AIM OF THE TASK.
Turn the lines below, from the line containing "on shirt in the photo above." through the last line of the items, into a Markdown table with the columns Row and Line. Number each line in Row and skip any blank lines.

PROVIDED ENTRIES.
-----

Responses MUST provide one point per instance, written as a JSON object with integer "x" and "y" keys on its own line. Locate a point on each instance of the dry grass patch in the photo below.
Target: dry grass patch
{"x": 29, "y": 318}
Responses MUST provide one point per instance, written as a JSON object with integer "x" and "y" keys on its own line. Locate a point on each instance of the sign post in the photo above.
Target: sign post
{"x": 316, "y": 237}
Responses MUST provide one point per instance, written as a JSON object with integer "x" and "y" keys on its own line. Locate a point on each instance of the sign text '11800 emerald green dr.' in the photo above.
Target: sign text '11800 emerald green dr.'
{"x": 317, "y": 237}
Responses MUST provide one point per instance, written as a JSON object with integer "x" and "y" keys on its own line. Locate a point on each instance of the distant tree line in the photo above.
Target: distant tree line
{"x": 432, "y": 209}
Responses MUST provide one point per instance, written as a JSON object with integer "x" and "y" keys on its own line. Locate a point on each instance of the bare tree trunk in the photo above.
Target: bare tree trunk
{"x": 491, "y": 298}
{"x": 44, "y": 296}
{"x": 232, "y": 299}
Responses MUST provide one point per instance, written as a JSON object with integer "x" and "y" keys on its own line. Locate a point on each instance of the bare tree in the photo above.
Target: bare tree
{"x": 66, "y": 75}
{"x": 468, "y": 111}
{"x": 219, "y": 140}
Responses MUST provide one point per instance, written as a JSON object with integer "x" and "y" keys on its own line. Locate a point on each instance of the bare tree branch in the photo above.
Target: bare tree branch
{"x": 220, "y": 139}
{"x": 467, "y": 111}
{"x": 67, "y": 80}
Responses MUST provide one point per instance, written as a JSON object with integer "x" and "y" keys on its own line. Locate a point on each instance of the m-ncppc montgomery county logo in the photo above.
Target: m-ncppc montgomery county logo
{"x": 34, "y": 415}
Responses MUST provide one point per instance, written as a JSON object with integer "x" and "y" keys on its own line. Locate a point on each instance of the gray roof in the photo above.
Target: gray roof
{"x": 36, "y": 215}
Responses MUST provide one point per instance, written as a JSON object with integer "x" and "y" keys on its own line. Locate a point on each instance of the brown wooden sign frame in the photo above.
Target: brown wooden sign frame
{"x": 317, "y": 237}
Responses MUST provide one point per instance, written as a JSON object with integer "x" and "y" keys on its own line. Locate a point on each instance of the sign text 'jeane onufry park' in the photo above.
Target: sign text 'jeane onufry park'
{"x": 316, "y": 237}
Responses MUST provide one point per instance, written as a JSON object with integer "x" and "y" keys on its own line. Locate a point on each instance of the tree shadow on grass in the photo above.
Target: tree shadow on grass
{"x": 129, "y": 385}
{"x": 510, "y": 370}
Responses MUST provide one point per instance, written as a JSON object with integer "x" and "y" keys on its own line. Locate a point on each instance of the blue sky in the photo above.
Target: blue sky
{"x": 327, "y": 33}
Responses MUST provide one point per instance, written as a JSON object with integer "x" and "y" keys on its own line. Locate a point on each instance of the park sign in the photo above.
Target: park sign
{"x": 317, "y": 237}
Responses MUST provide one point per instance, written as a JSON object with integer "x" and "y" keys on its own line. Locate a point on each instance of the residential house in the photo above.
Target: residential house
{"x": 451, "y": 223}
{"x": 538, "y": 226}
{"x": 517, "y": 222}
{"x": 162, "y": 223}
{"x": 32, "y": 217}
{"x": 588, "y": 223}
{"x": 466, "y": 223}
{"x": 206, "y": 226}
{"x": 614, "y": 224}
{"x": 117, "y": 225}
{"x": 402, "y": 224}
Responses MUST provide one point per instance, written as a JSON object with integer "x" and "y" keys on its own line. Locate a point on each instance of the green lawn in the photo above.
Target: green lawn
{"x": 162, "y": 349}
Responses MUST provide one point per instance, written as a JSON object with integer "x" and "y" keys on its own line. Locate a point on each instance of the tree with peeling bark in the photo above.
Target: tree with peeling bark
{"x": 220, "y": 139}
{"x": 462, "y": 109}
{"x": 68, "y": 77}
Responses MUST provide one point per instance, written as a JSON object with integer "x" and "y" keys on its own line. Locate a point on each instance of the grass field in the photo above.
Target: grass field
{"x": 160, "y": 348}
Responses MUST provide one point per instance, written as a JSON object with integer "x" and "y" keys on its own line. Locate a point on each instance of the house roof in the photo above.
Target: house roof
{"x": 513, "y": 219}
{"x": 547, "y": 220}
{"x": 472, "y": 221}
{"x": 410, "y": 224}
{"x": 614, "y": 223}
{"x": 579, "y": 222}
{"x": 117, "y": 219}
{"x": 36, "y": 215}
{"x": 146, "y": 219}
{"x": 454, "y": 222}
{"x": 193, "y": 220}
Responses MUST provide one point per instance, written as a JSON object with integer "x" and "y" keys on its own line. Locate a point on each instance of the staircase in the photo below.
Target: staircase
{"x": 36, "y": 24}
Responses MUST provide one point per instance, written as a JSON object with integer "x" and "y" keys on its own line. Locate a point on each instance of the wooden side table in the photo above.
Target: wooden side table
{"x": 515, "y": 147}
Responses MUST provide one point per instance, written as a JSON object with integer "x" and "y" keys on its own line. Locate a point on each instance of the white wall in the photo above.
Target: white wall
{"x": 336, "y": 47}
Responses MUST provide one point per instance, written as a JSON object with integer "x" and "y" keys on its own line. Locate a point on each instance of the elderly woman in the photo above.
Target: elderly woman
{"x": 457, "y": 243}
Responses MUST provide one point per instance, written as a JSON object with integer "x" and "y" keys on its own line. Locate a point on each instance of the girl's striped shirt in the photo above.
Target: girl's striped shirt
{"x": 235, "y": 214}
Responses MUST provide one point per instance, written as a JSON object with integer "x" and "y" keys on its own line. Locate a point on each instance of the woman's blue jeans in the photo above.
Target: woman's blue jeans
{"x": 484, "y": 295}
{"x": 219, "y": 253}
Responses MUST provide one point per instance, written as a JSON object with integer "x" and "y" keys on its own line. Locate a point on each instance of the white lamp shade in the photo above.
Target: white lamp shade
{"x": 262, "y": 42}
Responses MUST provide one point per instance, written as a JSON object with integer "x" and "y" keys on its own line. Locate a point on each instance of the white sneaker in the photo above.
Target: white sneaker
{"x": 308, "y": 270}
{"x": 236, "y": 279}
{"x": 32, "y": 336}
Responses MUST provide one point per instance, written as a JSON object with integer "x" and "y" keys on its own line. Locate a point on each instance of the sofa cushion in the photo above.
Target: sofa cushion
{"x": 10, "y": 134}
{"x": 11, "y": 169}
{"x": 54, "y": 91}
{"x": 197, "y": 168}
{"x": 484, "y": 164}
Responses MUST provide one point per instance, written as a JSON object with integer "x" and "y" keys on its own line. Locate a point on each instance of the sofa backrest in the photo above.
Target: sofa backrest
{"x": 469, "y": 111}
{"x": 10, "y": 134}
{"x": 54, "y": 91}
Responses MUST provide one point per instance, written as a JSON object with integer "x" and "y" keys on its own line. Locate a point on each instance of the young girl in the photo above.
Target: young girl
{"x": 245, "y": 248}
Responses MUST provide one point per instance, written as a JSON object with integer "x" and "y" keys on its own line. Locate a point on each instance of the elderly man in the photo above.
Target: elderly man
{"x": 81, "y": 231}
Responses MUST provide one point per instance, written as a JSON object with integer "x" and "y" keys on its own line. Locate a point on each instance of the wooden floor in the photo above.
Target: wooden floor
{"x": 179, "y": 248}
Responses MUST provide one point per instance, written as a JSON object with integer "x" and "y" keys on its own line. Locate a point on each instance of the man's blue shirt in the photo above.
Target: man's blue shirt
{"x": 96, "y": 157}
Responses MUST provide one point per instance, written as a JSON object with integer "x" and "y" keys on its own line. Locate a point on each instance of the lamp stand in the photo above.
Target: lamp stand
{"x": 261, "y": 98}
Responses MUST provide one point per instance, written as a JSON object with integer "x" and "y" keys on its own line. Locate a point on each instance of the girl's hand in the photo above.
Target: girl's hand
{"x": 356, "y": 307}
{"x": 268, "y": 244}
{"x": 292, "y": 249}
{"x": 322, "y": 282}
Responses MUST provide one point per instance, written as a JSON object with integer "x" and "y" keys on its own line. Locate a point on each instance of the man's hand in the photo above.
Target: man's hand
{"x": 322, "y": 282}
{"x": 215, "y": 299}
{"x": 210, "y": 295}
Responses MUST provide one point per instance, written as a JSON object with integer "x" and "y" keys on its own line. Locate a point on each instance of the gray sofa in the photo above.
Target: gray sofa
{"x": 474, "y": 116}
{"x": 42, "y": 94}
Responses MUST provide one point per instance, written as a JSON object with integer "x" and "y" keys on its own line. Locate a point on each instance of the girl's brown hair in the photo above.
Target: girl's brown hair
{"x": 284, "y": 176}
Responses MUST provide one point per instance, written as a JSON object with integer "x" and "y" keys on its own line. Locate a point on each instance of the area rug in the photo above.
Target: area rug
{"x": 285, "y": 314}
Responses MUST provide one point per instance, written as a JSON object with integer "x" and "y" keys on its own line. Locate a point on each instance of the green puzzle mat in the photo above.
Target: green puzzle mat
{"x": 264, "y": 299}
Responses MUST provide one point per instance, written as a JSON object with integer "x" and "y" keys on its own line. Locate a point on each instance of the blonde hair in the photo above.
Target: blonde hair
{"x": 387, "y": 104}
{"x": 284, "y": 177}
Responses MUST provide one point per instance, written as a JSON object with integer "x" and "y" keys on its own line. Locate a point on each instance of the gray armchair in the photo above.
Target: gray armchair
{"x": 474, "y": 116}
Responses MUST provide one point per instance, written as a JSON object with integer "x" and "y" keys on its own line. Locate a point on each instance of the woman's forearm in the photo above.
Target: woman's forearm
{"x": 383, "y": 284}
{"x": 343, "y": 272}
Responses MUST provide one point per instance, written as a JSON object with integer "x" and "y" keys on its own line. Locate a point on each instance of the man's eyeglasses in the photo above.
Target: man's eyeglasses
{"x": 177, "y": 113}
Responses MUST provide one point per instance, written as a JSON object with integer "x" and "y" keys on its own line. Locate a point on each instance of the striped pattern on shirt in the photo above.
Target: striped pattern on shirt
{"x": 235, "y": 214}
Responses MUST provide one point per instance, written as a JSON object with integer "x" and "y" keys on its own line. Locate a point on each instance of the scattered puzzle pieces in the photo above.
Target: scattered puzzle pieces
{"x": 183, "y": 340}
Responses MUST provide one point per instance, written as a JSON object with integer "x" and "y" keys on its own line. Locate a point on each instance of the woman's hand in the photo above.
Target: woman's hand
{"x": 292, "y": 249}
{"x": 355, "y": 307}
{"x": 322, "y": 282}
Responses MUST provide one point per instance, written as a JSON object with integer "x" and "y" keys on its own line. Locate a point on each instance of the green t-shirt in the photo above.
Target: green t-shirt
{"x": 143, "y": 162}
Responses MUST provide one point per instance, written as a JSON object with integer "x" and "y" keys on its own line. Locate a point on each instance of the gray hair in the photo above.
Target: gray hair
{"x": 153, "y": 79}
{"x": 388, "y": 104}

-----

TASK OUTPUT.
| Row | Line |
|---|---|
| 1 | Responses MUST provide one point per instance, written as a JSON object with integer "x" and "y" keys on its own line. Locate a point on each instance of the striped pattern on shirt in the photo above. |
| 2 | Target: striped pattern on shirt |
| 3 | {"x": 235, "y": 214} |
| 4 | Responses MUST provide one point per instance, written as a JSON object with integer "x" and "y" keys on its own line. Locate a point on each instance of the scattered puzzle pieces in the photo above. |
| 5 | Target: scattered puzzle pieces |
| 6 | {"x": 183, "y": 340} |
| 7 | Responses MUST provide one point per instance, written as a JSON object with integer "x" and "y" keys on its own line. Locate a point on each instance of the woman's hand in the photo above. |
| 8 | Target: woman's hand |
| 9 | {"x": 292, "y": 249} |
| 10 | {"x": 355, "y": 307} |
| 11 | {"x": 322, "y": 282} |
| 12 | Responses MUST provide one point per instance, written as a JSON object with integer "x" and "y" keys on its own line. Locate a point on each instance of the green t-shirt in the photo above. |
| 13 | Target: green t-shirt |
| 14 | {"x": 143, "y": 162} |
| 15 | Responses MUST provide one point per instance, written as a JSON object with integer "x" and "y" keys on its own line. Locate a point on each instance of the gray hair in the photo above. |
| 16 | Target: gray hair |
| 17 | {"x": 153, "y": 79} |
| 18 | {"x": 388, "y": 104} |